Give every entry again, word for word and in full.

Stored records

◆ ◆ ◆

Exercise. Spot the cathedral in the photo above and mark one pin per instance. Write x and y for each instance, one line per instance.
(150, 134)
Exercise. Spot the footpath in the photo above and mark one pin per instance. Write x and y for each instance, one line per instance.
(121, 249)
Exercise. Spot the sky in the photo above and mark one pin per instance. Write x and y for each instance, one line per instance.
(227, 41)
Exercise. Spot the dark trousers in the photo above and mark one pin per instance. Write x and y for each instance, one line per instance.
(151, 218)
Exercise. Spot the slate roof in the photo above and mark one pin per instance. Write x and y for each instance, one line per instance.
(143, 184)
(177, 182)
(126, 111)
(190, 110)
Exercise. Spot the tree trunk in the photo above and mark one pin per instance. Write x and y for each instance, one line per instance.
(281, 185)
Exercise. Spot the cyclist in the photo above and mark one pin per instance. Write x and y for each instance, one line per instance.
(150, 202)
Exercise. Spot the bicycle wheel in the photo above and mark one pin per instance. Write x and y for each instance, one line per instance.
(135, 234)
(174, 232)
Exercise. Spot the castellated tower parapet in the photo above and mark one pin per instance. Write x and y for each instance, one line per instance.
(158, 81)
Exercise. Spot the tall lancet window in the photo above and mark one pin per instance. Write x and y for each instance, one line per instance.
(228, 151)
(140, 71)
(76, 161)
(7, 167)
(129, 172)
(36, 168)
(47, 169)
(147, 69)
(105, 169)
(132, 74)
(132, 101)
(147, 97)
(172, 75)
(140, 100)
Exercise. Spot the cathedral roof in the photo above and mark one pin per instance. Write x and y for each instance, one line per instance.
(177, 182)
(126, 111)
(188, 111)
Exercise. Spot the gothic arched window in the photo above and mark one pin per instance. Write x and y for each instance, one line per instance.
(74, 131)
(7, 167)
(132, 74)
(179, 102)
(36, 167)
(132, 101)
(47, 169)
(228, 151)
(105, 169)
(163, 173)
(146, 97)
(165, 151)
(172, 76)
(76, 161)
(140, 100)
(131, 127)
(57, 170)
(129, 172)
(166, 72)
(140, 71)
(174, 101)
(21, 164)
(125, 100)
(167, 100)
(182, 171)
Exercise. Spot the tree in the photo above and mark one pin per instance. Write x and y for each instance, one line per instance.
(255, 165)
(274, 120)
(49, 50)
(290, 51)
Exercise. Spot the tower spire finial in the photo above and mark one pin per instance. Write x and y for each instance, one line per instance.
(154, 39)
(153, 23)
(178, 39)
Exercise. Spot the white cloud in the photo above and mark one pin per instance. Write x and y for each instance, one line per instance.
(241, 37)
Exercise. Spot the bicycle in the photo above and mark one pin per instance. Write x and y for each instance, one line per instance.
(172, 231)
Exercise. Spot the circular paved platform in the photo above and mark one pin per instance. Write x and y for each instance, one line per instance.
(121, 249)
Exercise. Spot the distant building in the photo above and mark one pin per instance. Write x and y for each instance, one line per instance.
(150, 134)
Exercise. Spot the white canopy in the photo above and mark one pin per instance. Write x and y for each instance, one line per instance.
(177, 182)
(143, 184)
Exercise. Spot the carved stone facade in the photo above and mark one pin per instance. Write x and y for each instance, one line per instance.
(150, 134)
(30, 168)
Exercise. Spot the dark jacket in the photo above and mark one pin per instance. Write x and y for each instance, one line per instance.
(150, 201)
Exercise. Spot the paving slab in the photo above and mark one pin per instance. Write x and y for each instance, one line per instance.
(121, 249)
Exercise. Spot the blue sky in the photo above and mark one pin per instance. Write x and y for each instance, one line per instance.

◆ ◆ ◆

* SOLUTION
Exercise. Spot the cathedral in the photo above and mark one pin per instance. Write x and y for each instance, one line per instance.
(150, 134)
Exercise. Spot the footpath in the photo above and mark one pin per instance. Write x and y for each instance, one line per instance.
(121, 249)
Exercise. Spot the sky in the photo above and mark one pin per instance. Write x and y for each instance, one line per instance.
(227, 41)
Exercise. Spot the dark trousers in the photo above and mark one pin per instance. Write x and y for each instance, one line per instance.
(151, 218)
Exercise. Spot the slate roof in the photo above and mark one pin per instance. Write x and y for each instance, one line per instance.
(143, 184)
(177, 182)
(126, 111)
(190, 110)
Exercise. Spot the tree trunk in the photo above and mark one pin per instance. Write x and y for each instance, one line per instance.
(281, 185)
Exercise. Spot the cyclist in the photo above and mark one pin per instance. Write x and y for each instance, one line per instance.
(150, 202)
Exercise. Spot the bicycle wheel in the photo above and mark one pin per instance. Write x and y for each instance, one line per instance.
(135, 234)
(174, 232)
Exercise. Spot the castellated tower parapet in the photo above and mark one pin per instance. Write x and y for each instance, one line per instance.
(158, 81)
Exercise. Spot the tall lancet window in the photo above and mark one pin per instance. Write x and y for each instance, one line per instance.
(228, 151)
(140, 71)
(76, 161)
(7, 167)
(129, 172)
(36, 168)
(47, 169)
(147, 69)
(105, 169)
(132, 74)
(132, 101)
(147, 97)
(172, 75)
(140, 100)
Exercise. Spot the cathedral roof in the photo above and mark one pin per instance. Write x and y for each instance, one line per instance.
(177, 182)
(126, 111)
(188, 111)
Exercise. Spot the gothic arched window in the photo above and mark one pin per instance. Write x and y for each instance, one line per instance.
(74, 131)
(7, 167)
(132, 74)
(179, 102)
(36, 167)
(132, 101)
(47, 169)
(228, 151)
(105, 169)
(163, 173)
(146, 97)
(165, 151)
(172, 76)
(76, 161)
(140, 100)
(131, 127)
(57, 170)
(129, 172)
(166, 72)
(140, 71)
(174, 101)
(21, 164)
(125, 100)
(167, 100)
(182, 171)
Exercise. Spot the tree in the photo above and mark one pin per instance. Write x and y for each instance, one line per instance.
(255, 165)
(274, 120)
(49, 50)
(290, 51)
Exercise. Spot the tower spire finial in the photo above and mark one pin per instance. Write x and y for each instance, one line per instance.
(154, 39)
(153, 23)
(178, 39)
Exercise. Spot the white cloud in the photo above and mark one pin per instance. Write x and y for each instance, one line per instance.
(241, 37)
Exercise. Spot the bicycle in the photo above and mark one pin per instance. Write x and y for each instance, one line per instance.
(172, 231)
Exercise. Spot the circular paved platform in the photo above and mark one pin per instance. Write x and y for each instance, one line per instance.
(121, 249)
Exercise. Spot the distant building in the photo above and mark one pin per instance. Write x and y for each instance, one line per instance.
(150, 134)
Exercise. Spot the white canopy in the photo above and mark one pin per instance. Write x and y for each instance, one line per instance.
(177, 182)
(143, 184)
Exercise. Spot the carved stone facade in the photo above and mark one pin per instance. Write x and y for each instance, one line per instance.
(150, 134)
(30, 168)
Exercise. Spot the dark jacket in the photo above and mark one pin per instance. Write x and y for each instance, one line per instance.
(150, 201)
Exercise. Spot the paving slab in the photo above and mark one pin per instance. Write x and y for each instance, one line per instance.
(121, 249)
Exercise. Spot the blue sky in the photo above and mark one pin per instance. Write x and y for each instance, one line per instance.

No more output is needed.